Il documento è dunque: «una testimonianza scritta di un fatto di natura giuridica, compilata con l’osservanza di certe determinate forme, le quali sono destinate a procurarle fede e a darle forze di prova».

Da questa definizione scaturiscono tre elementi fondamentali:

  • la circostanza della scrittura (rientra nella diplomatica solo l’attestazione scritta);
  • la natura del contenuto (il diplomatista studia solo gli scritti di natura giuridica);
  • e la forma della redazione (la forma deve rispondere a norme precise, seppure variabili a seconda del tempo, del luogo, di chi scrive e del contenuto, tali da conferire al documento la credibilità necessaria e probativa fin quando non si sia dimostrato il falso).

La diplomatica, invece, secondo Pratesi è: «la scienza che ha per oggetto lo studio critico del documento al fine di determinare il valore come testimonianza storica».

→ **CONSEGNA 1**
Rispondi a queste domande sul brano:
(a) Quanti elementi fondamentali scaturiscono dalla definizione di documento?
(b) Quali scritti studia il diplomatista?
(c) Secondo Pratesi, qual è l'oggetto della diplomatica?
→ **CONSEGNA 2**
Traduci in inglese questa frase del brano: «La diplomatica, invece, secondo Pratesi è: «la scienza che ha per oggetto lo studio critico del documento al fine di determinare il valore come testimonianza storica».»
→ **CONSEGNA 3**
Ricopia parola per parola il tratto del brano che parte da «Il documento è» e arriva fino a «dimostrato il falso).».

→ **ELENCO FORNITO**
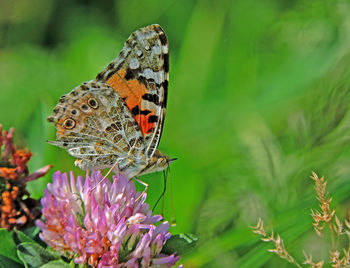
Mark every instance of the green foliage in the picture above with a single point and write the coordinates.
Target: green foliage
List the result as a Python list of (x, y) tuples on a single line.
[(258, 98), (180, 243), (20, 250)]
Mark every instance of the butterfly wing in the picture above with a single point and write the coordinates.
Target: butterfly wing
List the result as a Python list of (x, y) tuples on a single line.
[(95, 125), (140, 76)]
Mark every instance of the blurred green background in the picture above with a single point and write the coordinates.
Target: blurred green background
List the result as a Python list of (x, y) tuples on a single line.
[(258, 98)]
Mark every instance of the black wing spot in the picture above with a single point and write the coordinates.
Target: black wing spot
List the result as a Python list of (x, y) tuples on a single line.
[(130, 74), (68, 123), (163, 39), (136, 111), (151, 97)]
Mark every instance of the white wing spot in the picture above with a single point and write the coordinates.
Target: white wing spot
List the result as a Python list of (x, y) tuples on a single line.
[(134, 63), (157, 49)]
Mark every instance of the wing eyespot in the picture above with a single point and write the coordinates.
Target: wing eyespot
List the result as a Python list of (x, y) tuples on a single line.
[(69, 123), (93, 103)]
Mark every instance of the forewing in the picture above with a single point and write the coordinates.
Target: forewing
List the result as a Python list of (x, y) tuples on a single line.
[(95, 125), (140, 76)]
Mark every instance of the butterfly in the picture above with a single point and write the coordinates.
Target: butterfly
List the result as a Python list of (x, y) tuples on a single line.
[(116, 120)]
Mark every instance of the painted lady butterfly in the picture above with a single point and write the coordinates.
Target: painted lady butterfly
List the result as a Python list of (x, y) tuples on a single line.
[(117, 119)]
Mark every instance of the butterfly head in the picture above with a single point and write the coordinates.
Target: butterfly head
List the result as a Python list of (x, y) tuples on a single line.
[(158, 162)]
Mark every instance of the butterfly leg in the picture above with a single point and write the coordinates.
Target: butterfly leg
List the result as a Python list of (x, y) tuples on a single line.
[(144, 184), (105, 176)]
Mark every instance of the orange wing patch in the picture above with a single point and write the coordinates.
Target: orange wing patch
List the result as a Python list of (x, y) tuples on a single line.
[(132, 91)]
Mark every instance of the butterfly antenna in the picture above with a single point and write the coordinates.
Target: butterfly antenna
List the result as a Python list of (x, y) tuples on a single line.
[(173, 216), (142, 183), (162, 194)]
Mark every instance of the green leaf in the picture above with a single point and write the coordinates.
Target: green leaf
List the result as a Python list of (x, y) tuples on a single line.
[(7, 262), (56, 264), (33, 255), (180, 243), (8, 246)]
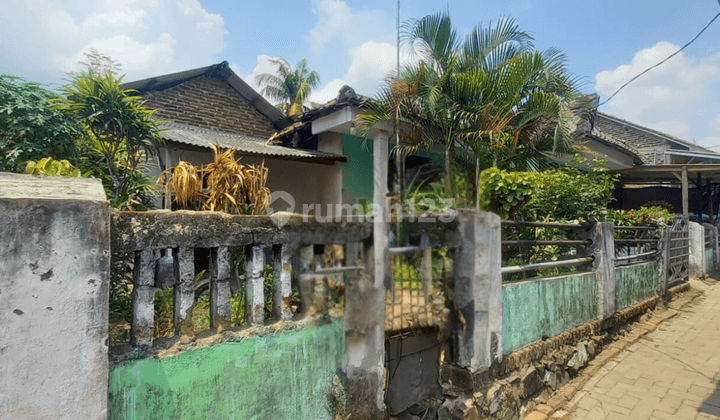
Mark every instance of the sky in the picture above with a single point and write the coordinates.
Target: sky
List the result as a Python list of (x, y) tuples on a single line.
[(353, 43)]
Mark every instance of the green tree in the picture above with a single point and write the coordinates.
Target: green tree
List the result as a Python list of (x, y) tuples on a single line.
[(30, 128), (291, 86), (121, 135), (97, 63), (490, 95)]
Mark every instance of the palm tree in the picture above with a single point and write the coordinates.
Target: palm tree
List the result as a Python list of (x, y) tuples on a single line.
[(290, 86), (492, 94)]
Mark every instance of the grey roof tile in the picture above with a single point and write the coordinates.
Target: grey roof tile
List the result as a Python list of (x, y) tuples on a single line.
[(256, 146)]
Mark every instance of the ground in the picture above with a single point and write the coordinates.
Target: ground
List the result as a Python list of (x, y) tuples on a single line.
[(670, 373)]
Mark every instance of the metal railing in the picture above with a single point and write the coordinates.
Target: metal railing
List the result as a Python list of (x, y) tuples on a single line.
[(635, 244), (421, 267), (571, 251)]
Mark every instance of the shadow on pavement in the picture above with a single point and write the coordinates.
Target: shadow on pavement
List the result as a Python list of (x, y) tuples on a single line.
[(711, 405)]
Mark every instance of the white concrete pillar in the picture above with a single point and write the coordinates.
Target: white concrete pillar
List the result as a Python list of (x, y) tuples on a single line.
[(54, 282), (478, 290), (697, 250), (604, 267)]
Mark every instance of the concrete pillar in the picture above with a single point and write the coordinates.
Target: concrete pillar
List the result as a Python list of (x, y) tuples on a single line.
[(254, 285), (663, 260), (143, 299), (281, 282), (712, 233), (380, 221), (716, 249), (306, 280), (54, 282), (697, 250), (478, 290), (603, 236), (365, 341), (220, 311), (184, 267)]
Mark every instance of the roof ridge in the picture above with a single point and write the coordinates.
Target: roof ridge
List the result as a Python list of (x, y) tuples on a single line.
[(651, 130)]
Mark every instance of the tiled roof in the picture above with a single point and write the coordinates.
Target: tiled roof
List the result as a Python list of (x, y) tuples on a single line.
[(221, 71), (253, 146), (643, 139), (346, 97)]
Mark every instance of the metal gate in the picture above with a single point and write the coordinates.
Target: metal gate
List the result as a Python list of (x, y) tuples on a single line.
[(679, 251)]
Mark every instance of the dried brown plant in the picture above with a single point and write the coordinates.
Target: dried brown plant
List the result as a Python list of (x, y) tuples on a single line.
[(229, 186)]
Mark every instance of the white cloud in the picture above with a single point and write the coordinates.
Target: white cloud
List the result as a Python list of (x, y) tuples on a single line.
[(715, 123), (148, 37), (676, 97), (336, 20), (371, 63)]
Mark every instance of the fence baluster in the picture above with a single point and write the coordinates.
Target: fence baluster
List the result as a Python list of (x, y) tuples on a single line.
[(254, 278), (281, 282), (143, 299), (184, 267), (220, 312), (307, 254)]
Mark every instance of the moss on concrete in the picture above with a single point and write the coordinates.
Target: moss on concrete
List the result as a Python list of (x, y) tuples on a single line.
[(287, 375)]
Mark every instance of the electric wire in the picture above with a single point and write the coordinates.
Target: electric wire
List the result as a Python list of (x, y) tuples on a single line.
[(658, 64)]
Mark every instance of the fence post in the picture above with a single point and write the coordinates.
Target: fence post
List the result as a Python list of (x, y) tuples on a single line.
[(711, 232), (365, 341), (478, 290), (663, 260), (184, 267), (143, 298), (604, 266), (254, 284), (282, 290), (697, 250), (220, 292)]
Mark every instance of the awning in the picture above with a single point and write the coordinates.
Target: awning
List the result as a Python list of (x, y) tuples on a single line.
[(702, 175)]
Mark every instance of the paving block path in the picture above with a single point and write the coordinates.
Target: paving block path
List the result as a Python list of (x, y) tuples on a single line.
[(670, 373)]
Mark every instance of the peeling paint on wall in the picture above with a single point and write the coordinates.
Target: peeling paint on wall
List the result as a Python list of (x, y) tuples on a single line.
[(537, 308), (279, 376)]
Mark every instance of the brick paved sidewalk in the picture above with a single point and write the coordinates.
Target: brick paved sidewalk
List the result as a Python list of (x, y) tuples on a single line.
[(671, 373)]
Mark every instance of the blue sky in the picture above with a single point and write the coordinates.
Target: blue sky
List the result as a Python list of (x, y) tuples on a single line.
[(353, 42)]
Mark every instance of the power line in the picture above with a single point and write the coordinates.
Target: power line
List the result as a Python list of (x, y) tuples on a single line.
[(669, 57)]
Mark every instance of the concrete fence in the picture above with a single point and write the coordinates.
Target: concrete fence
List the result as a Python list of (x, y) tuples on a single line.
[(56, 238)]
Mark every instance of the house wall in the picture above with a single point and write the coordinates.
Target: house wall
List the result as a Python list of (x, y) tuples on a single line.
[(54, 276), (357, 172), (208, 102), (280, 376), (308, 183), (636, 283), (634, 198)]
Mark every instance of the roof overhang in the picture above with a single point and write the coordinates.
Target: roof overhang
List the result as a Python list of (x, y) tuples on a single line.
[(668, 174), (202, 139), (698, 155)]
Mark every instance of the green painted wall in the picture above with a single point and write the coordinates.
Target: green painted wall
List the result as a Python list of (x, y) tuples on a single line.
[(358, 173), (636, 283), (280, 376), (708, 258), (358, 170), (538, 308)]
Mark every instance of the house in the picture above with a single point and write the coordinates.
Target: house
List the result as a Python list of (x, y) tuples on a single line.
[(209, 105), (655, 168)]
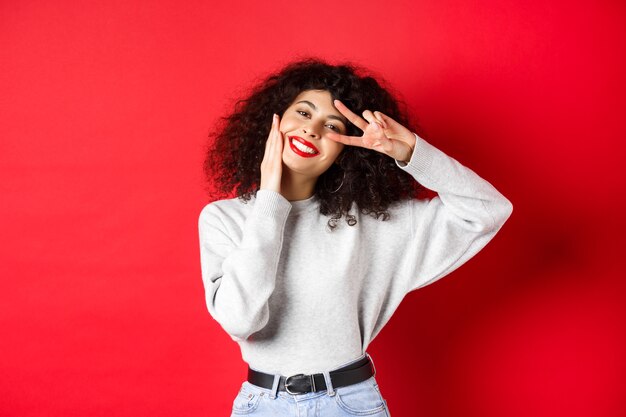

→ **RISPOSTA 1**
(a) Tre.
(b) Solo gli scritti di natura giuridica.
(c) Lo studio critico del documento al fine di determinare il valore come testimonianza storica.

→ **RISPOSTA 2**
Diplomatics, on the other hand, according to Pratesi, is: "the science whose object is the critical study of the document in order to determine its value as historical testimony."

→ **RISPOSTA 3**
Il documento è dunque: «una testimonianza scritta di un fatto di natura giuridica, compilata con l’osservanza di certe determinate forme, le quali sono destinate a procurarle fede e a darle forze di prova».

Da questa definizione scaturiscono tre elementi fondamentali:

  • la circostanza della scrittura (rientra nella diplomatica solo l’attestazione scritta);
  • la natura del contenuto (il diplomatista studia solo gli scritti di natura giuridica);
  • e la forma della redazione (la forma deve rispondere a norme precise, seppure variabili a seconda del tempo, del luogo, di chi scrive e del contenuto, tali da conferire al documento la credibilità necessaria e probativa fin quando non si sia dimostrato il falso).